Il testo ora torna alla Camera per il sì definitivo. Ma critiche piovono sulla reiterazione e sul trauma psichico

di Marina Crisafi - Il Senato a larga maggioranza (195 voti a favore, 8 contrari e 34 astenuti) ha dato l'ok al ddl che introduce il reato di tortura nell'ordinamento italiano. Per il ministro della giustizia Orlando, "oggi è stato compiuto un passo decisivo per l'introduzione del delitto di tortura nel nostro ordinamento". Il testo, "frutto delle necessarie mediazioni parlamentari - afferma il guardasigilli - ci avvicina all'obiettivo di introdurre nel nostro ordinamento una nuova figura di reato, su cui anche molti organismi internazionali sollecitano da tempo il ostro Paese". Ora, conclude il ministro nella nota "l'auspicio è che la Camera approvi in tempi rapidi e in via definitiva la legge, colmando cosi un vuoto normativo molto grave'.

Le forti critiche al ddl sul reato di tortura

Ma in molti non la pensano come Orlando.

Le critiche al testo, soprattutto dopo gli emendamenti apportati a palazzo Madama, piovono da ogni parte.

A cominciare dall'autore del ddl originario, il senatore Pd, Luigi Manconi che a caldo ha commentato "non ho partecipato al voto perché lo considero un brutto testo". Una scelta definita "gravosa, visto che del disegno di legge che originariamente portava il mio nome, depositato esattamente il primo giorno della presente legislatura, non rimane praticamente nulla".

I motivi? Essenzialmente due. Il primo perché il reato di tortura viene "definito comune e non proprio, come vogliono invece tutte le convenzioni internazionali dal momento che si tratta di una fattispecie propria dei pubblici ufficiali o degli incaricati di pubblico servizio". Il secondo, perché, mentre "nell'articolato precedente, si pretendeva che le violenze o le minacce gravi fossero 'reiterate'" l'attuale formula prevede "più condotte". Ciò significa dunque "che il singolo atto di violenza brutale - come una sola pratica di "water boarding" - potrebbe non essere punito".

* **Materiale raccolto**
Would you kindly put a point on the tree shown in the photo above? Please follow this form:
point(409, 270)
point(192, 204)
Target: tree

* **Compiti scritti**
1. Per ciascuna affermazione indica se concorda con l'articolo sul reato di tortura, rispondendo sì o no e citando testualmente le parole decisive: (a) il Senato ha approvato il ddl con 195 voti favorevoli; (b) Luigi Manconi ha votato a favore del testo; (c) il testo passa ora alla Camera per l'approvazione definitiva.
2. Ricopia fedelmente il passo dell'articolo sul reato di tortura che comincia con "di Marina Crisafi" e prosegue fino a "normativo molto grave'.".
3. Secondo l'articolo sul reato di tortura, in quale giorno era stato depositato il disegno di legge che originariamente portava il nome di Manconi?

* **Soluzioni dei compiti**
1.
(a) Sì: «195 voti a favore, 8 contrari e 34 astenuti»
(b) No: «non ho partecipato al voto perché lo considero un brutto testo»
(c) Sì: «Il testo ora torna alla Camera per il sì definitivo»

2.
di Marina Crisafi - Il Senato a larga maggioranza (195 voti a favore, 8 contrari e 34 astenuti) ha dato l'ok al ddl che introduce il reato di tortura nell'ordinamento italiano. Per il ministro della giustizia Orlando, "oggi è stato compiuto un passo decisivo per l'introduzione del delitto di tortura nel nostro ordinamento". Il testo, "frutto delle necessarie mediazioni parlamentari - afferma il guardasigilli - ci avvicina all'obiettivo di introdurre nel nostro ordinamento una nuova figura di reato, su cui anche molti organismi internazionali sollecitano da tempo il ostro Paese". Ora, conclude il ministro nella nota "l'auspicio è che la Camera approvi in tempi rapidi e in via definitiva la legge, colmando cosi un vuoto normativo molto grave'.

3. Esattamente il primo giorno della presente legislatura.